Problem to solve — List every line of the records below that contains the string "armoire", treating uppercase and lowercase letters as different.

Provided records —
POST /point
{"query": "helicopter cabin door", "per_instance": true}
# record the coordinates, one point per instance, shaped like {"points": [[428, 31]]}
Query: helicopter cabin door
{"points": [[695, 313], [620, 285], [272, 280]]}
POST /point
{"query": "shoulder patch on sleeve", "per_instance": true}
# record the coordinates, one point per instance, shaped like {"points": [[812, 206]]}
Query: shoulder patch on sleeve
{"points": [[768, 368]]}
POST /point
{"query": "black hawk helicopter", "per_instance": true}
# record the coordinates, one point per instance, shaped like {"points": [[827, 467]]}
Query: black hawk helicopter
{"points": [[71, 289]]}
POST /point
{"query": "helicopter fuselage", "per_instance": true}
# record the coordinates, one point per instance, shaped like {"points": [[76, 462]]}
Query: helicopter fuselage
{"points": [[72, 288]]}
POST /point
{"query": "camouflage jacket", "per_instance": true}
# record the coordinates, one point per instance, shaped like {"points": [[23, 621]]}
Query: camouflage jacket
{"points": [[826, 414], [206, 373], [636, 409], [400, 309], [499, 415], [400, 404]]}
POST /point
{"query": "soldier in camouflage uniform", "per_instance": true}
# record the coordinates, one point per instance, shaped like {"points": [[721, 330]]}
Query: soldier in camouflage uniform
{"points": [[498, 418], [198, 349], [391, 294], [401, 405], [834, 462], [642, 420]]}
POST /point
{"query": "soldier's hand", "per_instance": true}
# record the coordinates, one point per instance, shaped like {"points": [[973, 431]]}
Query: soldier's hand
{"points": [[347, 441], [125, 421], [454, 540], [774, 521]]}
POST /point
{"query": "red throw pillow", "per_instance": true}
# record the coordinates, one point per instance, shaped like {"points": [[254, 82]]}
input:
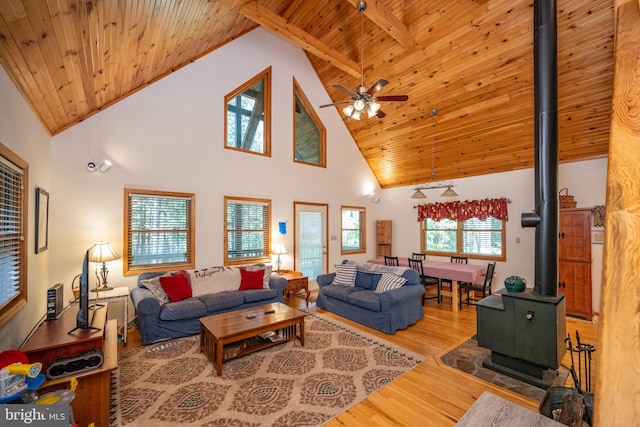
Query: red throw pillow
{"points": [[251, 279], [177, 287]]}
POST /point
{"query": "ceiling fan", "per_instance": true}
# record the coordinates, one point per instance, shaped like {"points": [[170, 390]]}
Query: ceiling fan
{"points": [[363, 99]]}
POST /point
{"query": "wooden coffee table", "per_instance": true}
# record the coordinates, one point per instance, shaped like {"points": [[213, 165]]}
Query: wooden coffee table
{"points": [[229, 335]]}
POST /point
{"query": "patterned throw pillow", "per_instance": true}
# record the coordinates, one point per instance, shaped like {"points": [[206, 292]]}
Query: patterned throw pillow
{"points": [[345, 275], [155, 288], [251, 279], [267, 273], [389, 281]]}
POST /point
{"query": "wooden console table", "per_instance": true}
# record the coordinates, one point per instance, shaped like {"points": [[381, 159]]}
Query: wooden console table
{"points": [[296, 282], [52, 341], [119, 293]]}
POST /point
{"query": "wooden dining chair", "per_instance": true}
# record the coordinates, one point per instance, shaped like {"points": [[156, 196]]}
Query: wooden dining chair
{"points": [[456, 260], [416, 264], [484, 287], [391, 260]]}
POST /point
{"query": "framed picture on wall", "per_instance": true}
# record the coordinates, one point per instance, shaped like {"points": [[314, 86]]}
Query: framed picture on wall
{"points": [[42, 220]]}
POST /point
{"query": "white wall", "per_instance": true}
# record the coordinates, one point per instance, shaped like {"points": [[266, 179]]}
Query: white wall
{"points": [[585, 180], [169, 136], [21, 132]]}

---

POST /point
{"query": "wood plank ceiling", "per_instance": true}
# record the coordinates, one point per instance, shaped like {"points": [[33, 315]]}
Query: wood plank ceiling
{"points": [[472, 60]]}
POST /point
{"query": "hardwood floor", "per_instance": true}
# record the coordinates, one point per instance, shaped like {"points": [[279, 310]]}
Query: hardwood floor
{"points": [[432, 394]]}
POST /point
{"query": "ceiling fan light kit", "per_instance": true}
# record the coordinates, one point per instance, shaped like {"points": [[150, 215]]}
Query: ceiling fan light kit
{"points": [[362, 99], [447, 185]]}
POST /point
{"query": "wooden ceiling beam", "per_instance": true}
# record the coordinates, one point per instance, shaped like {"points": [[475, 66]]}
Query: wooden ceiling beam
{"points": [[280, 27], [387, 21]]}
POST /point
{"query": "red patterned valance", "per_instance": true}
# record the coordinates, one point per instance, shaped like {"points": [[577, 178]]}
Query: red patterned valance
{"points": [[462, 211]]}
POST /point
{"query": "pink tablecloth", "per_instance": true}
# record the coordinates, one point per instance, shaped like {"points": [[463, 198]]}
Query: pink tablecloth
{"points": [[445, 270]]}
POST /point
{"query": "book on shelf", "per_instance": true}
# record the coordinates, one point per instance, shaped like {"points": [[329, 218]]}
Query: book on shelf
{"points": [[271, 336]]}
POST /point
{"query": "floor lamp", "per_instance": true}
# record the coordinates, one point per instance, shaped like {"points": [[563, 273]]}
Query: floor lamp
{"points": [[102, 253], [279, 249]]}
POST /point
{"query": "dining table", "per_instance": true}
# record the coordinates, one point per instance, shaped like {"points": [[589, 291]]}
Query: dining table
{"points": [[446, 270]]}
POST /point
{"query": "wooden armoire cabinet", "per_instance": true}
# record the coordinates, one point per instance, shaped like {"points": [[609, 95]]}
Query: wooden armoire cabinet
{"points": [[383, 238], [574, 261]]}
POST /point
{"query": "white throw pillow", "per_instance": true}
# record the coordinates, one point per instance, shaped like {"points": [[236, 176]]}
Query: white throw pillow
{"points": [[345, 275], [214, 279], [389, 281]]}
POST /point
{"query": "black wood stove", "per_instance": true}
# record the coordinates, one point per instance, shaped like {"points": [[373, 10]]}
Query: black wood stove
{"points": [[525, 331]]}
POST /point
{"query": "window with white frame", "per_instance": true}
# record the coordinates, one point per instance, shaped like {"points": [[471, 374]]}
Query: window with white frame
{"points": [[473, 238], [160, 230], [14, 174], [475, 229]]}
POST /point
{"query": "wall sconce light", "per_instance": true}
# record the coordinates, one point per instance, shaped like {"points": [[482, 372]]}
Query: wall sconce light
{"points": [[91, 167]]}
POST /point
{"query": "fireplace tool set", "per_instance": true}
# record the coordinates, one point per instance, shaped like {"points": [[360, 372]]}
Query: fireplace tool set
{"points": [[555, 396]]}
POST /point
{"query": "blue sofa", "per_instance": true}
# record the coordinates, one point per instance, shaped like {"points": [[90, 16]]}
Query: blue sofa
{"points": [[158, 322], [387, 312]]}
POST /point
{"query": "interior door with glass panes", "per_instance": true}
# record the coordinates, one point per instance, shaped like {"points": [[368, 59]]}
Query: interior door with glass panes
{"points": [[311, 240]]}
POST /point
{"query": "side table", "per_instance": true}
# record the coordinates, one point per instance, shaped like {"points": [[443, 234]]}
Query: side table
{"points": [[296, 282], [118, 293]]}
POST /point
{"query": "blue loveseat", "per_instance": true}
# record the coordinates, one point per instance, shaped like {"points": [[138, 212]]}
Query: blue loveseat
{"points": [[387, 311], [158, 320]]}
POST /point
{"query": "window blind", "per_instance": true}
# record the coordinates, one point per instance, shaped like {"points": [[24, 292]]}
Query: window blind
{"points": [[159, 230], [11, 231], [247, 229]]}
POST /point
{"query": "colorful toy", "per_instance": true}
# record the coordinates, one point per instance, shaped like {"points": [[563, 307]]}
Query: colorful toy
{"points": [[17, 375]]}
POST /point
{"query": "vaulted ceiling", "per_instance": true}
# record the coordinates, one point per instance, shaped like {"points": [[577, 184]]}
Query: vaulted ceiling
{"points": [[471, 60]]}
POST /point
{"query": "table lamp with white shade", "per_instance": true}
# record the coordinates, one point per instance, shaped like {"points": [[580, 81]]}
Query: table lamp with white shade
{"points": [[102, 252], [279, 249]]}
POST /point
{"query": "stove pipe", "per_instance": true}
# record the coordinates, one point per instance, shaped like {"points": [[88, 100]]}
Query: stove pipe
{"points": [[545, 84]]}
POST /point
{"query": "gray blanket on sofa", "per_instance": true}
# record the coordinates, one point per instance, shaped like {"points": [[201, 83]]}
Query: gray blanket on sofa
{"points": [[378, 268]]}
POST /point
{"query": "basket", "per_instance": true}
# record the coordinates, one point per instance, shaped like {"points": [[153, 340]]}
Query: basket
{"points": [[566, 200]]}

==

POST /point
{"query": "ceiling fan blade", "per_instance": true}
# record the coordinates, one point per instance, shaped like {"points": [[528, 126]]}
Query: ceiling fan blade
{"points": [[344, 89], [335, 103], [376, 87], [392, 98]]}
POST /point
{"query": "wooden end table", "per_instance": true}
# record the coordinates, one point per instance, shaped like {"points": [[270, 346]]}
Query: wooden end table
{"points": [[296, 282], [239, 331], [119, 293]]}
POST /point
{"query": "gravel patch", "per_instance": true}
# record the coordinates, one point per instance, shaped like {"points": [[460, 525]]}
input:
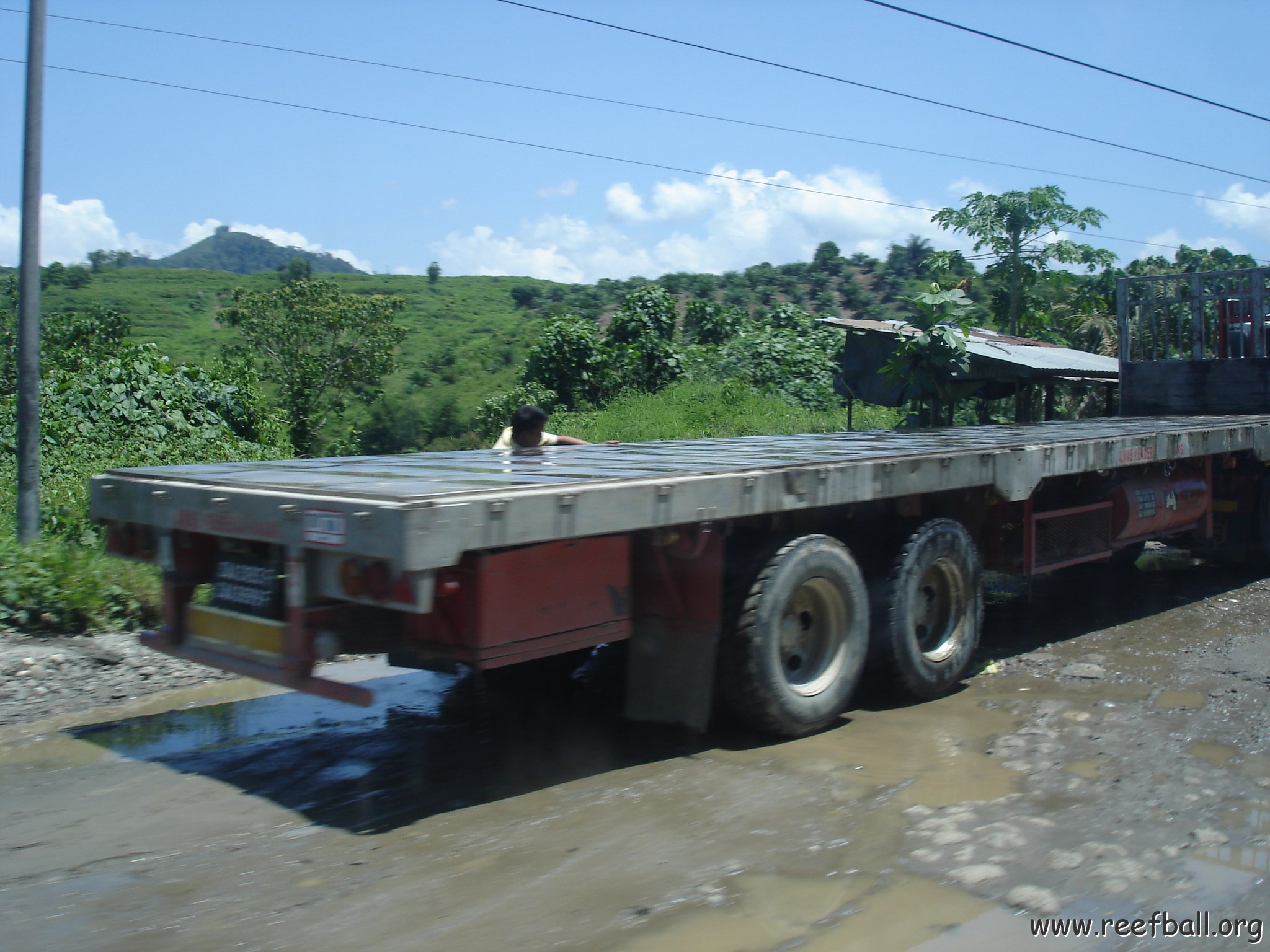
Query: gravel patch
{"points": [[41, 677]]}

Result for this task —
{"query": "wooden armoire cabinet", "per_instance": true}
Query: wooden armoire cabinet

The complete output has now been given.